== Source text

2022-09-15 A Meditation on the Body-Soul Divide
“Righteousness and justice are the foundation of your throne; steadfast love and faithfulness go before you. Blessed are the people who know the festal shout, who walk, O Lord, in the light of your face, who exult in your name all the day and in your righteousness are exalted. For you are the glory of their strength; by your favor our horn is exalted. For our shield belongs to the Lord, our king to the Holy One of Israel.” (Ps 89:14–18 ESV)
Amidst all the mystery about how we live and how we die, amidst the mystery of words spoken and what these do to our eternal soul, we can properly graduate ourselves unto the title of Spiritual Being. We are spiritual, and that is a mystery as it bears on the present but also on the future. Words we speak can fix up a wounded soul; words of faith, words of acceptance or rejection, words of repentance, words of assent unto Holy creed and cause.

====
== Exercise data

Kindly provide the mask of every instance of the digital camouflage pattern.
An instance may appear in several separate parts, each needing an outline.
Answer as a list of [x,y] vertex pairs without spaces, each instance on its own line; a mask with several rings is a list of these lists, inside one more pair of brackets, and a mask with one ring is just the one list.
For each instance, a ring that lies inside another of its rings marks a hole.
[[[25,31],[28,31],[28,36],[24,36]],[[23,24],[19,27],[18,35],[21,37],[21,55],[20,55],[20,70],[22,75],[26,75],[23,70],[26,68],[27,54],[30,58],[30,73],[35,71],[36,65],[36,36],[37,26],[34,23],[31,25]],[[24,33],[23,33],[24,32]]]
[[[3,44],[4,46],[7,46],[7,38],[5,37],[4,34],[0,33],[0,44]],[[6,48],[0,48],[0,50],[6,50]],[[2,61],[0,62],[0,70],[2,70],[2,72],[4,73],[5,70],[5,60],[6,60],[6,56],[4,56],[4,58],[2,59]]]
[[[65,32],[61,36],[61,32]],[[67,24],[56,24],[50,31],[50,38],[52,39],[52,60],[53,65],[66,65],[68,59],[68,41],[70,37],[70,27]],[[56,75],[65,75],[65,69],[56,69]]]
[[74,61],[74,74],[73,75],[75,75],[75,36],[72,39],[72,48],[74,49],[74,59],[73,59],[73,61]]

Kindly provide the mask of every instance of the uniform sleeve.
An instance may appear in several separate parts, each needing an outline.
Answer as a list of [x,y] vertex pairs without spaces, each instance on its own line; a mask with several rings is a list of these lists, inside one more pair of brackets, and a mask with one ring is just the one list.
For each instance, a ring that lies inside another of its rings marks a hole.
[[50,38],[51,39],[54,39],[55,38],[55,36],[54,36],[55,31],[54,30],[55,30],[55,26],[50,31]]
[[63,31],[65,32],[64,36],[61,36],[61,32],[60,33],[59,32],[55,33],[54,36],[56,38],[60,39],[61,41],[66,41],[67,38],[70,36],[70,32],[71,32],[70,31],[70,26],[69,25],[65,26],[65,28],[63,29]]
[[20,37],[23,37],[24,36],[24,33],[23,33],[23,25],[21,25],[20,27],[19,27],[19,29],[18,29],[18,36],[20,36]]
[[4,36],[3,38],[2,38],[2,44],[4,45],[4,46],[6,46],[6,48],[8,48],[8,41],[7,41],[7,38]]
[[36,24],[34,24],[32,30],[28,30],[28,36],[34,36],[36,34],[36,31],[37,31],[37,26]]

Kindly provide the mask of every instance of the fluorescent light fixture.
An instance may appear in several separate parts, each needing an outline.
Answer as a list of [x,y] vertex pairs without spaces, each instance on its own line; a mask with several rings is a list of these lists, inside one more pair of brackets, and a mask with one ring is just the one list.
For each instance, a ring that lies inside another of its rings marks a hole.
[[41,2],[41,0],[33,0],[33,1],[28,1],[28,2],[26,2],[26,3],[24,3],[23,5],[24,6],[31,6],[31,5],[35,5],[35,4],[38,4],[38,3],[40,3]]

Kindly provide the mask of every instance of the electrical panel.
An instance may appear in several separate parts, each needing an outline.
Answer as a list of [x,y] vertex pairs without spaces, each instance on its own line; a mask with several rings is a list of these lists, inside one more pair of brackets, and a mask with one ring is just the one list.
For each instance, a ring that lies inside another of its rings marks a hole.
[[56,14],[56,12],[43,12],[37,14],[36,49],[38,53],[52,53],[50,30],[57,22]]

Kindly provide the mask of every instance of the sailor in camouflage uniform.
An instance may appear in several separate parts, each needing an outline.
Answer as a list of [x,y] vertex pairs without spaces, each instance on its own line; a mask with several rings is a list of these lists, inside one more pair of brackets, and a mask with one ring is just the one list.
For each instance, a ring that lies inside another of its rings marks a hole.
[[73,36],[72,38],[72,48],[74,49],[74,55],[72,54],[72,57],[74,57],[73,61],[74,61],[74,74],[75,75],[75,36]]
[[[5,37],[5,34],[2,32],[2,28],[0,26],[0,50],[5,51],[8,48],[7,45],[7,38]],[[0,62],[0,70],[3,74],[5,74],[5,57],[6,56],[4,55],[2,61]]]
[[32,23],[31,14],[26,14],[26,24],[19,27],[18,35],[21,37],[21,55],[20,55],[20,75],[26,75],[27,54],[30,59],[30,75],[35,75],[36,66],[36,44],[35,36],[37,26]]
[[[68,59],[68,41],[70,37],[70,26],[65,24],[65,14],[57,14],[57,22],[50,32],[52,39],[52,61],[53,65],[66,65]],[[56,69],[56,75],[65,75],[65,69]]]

====

* _Activity_
Reproduce word for word the part of the meditation on the body-soul divide that opens with the words "2022-09-15 A Meditation" and closes with "(Ps 89:14–18 ESV)". The material bears no relation to the meditation on the body-soul divide.

* _Problem solution_
2022-09-15 A Meditation on the Body-Soul Divide
“Righteousness and justice are the foundation of your throne; steadfast love and faithfulness go before you. Blessed are the people who know the festal shout, who walk, O Lord, in the light of your face, who exult in your name all the day and in your righteousness are exalted. For you are the glory of their strength; by your favor our horn is exalted. For our shield belongs to the Lord, our king to the Holy One of Israel.” (Ps 89:14–18 ESV)